(SOURCE TEXT Opens)

A poll of general managers in private equity suggests that the sector is taking ESG more seriously as investors want demonstrable impact, with the US trailing Asia and Europe on activity.
In its fifth year, a survey by Aberdeen Standard Investments has shown that ESG engagement among private equity firms is on the rise, although the sector appears to be lagging on the number of firms who signed up to the UN Principles for Responsible Investing (UNPRI) that encourages greater transparency on portfolio company activity.
ESG engagement in this case may be carbon offsetting or weeding out bad actors in supply chains, and most market improvement was seen in Asia-Pacific.
The investment firm polled 176 general managers globally, scoring them green-to-red on their ESG practices. They included 60 GMs from Europe, 82 from North America and 34 based in Asia Pacific, with just over half of them responding.
Europe was the most consistent in achieving a green rating in 2019, with no respondents from the region being given a red card. North America continued to lag Europe and APAC in the level of ESG engagement during deal making.
Perhaps typical of the sector, less than a third of GMs said that they had signed up to the UNPRI, UN Global Compact or similar such schemes calling on firms to measure and annually divulge their ESG activity. There was more interest, however, in following the UN Sustainable Development Goals as a business imperative, though many admitted to wanting more industry guidance on how to apply the SDGs.
With private equity occupying colossal amounts of capital among alternative assets, and becoming an ever larger fixture in investment decisions, the survey found plenty of “scope for improvement” in PE’s ability to measure and monitor against ESG metrics that are driving public markets. This is “something we will be encouraging during our discussions with GPs,” said Merrick McKay, head of European private equity at Aberdeen Standard Investments.

(SOURCE TEXT Closes)

PARTS OF THE EXERCISE
a. Transcribe the article on private equity ESG between "ESG engagement in" and "seen in Asia-Pacific.", inclusive.
b. According to the article on private equity ESG, why is the private equity sector taking ESG more seriously?

(DATA PROVIDED Opens)

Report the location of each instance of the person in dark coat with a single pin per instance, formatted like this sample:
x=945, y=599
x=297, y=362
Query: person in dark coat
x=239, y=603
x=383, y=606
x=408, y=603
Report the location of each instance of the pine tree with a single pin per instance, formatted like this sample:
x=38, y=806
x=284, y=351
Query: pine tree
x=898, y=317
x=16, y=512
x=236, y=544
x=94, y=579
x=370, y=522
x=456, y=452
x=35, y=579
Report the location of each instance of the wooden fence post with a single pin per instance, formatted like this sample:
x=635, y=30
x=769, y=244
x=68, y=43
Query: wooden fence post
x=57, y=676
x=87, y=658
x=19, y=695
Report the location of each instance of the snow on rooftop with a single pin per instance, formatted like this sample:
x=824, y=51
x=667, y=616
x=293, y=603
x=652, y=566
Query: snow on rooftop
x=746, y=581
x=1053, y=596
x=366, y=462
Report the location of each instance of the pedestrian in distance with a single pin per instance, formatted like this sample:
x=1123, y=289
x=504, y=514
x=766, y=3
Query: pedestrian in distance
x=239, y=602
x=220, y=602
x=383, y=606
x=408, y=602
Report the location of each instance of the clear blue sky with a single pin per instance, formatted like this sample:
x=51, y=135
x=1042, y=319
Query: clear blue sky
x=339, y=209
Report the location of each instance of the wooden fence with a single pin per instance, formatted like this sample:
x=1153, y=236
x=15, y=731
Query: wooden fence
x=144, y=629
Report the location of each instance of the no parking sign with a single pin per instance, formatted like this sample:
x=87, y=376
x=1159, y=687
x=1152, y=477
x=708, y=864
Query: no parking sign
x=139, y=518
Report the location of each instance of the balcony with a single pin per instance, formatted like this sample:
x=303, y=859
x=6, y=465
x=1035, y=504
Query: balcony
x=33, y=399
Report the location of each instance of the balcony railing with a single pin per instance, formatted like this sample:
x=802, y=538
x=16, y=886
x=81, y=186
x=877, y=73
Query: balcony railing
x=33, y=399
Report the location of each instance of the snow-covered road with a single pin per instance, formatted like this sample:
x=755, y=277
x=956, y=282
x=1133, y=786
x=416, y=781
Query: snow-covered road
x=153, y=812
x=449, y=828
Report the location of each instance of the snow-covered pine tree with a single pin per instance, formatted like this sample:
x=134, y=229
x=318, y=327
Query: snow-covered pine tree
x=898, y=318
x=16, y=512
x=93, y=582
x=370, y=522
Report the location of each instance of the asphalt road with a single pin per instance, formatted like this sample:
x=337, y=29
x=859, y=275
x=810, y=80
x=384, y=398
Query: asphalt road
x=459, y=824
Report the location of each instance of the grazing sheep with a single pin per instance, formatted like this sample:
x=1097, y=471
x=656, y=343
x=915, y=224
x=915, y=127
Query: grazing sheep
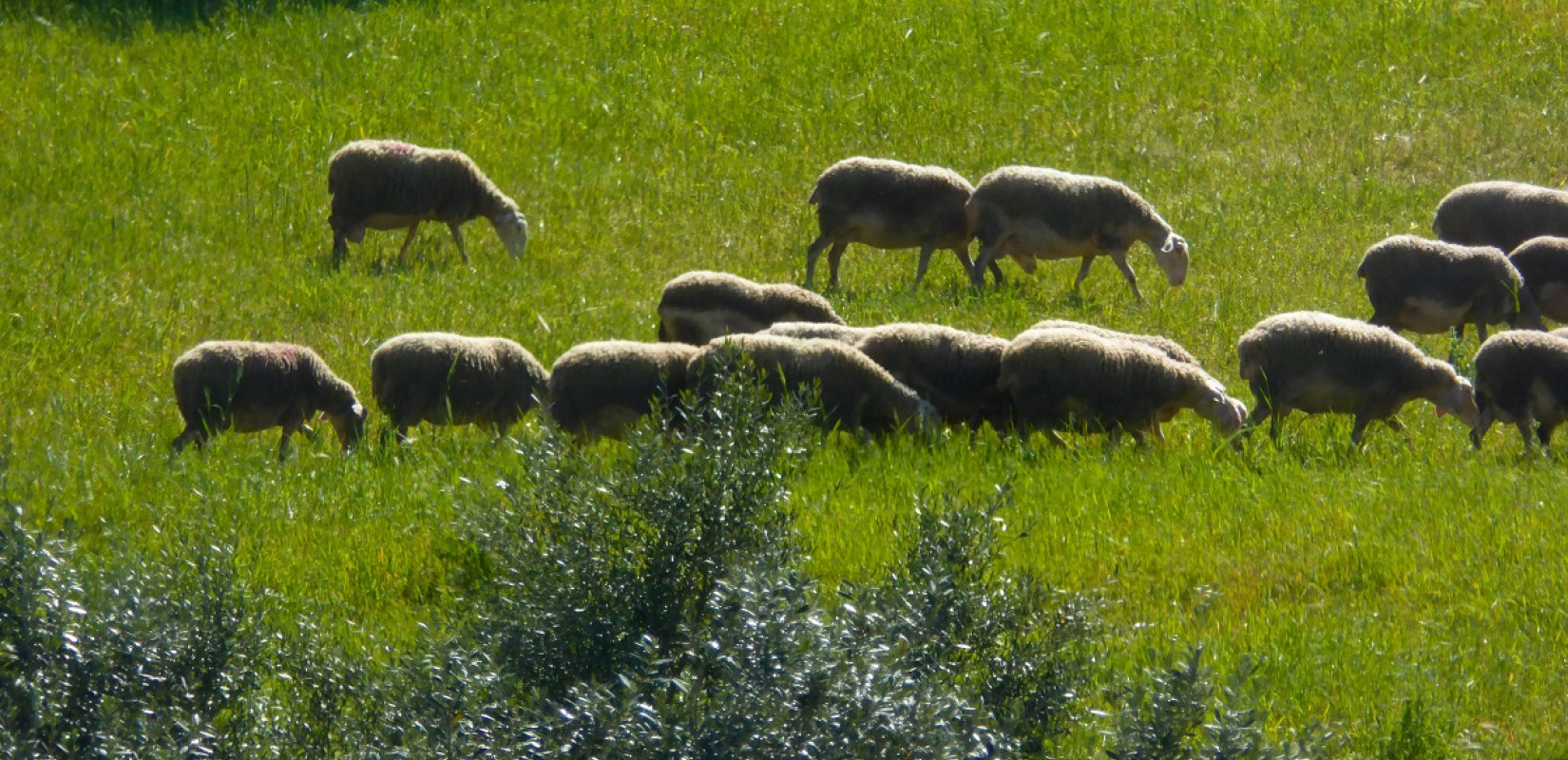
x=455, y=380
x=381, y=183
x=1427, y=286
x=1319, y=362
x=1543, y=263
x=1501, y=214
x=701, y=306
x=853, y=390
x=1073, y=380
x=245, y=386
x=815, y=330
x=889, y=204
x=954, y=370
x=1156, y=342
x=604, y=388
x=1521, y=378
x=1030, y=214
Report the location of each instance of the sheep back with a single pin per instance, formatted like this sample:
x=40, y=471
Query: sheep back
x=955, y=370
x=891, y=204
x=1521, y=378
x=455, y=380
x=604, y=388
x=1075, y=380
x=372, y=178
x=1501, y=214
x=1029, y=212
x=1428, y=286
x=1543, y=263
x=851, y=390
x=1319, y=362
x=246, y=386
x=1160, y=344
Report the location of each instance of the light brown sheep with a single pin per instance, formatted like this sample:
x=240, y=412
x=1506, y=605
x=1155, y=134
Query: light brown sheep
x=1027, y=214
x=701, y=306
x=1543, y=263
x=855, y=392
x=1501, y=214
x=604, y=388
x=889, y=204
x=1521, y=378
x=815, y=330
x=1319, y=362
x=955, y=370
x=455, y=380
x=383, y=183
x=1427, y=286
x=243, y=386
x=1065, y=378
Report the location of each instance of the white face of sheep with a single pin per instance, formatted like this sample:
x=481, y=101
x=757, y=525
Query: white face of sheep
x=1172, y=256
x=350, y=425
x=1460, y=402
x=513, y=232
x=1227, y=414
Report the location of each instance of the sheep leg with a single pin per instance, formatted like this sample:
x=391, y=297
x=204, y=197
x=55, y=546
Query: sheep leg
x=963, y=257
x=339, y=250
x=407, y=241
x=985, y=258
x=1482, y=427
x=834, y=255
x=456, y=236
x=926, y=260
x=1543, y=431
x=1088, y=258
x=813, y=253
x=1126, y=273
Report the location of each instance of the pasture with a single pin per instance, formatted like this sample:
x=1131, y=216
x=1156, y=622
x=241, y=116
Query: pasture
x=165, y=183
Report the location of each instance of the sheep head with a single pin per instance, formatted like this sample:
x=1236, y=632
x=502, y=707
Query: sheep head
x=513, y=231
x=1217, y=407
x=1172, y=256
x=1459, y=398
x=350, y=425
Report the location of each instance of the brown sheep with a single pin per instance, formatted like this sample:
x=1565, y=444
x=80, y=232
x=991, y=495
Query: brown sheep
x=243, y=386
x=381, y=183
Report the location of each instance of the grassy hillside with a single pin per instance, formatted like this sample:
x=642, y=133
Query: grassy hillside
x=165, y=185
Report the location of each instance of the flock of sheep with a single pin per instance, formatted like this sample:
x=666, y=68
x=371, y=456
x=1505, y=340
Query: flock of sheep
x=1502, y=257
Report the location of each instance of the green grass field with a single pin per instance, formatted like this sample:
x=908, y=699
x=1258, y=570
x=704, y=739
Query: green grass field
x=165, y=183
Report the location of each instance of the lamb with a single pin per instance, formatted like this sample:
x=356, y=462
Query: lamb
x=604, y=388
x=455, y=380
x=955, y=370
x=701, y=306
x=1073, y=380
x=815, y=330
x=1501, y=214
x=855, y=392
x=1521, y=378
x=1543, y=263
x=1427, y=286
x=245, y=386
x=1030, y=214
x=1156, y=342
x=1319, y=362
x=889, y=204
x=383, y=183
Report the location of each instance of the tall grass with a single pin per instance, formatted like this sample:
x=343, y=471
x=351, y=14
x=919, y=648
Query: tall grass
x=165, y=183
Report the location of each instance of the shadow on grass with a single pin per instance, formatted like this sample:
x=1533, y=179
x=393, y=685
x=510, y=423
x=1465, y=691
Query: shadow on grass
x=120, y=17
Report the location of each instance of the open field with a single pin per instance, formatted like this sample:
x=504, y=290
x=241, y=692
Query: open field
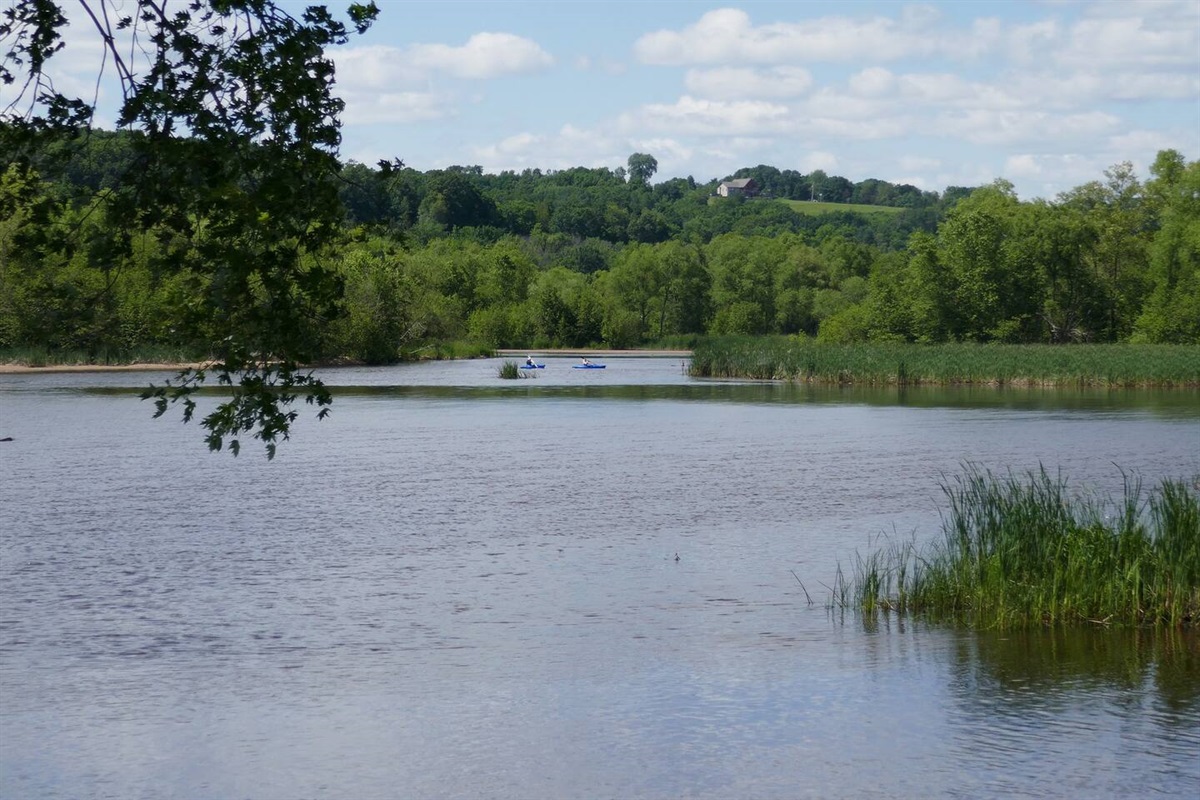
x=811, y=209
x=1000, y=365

(DATA PROVIDED Closes)

TASK RESULTS
a.
ESG engagement in this case may be carbon offsetting or weeding out bad actors in supply chains, and most market improvement was seen in Asia-Pacific.

b. Investors want demonstrable impact. A poll of private equity general managers suggests the sector is taking ESG more seriously for this reason.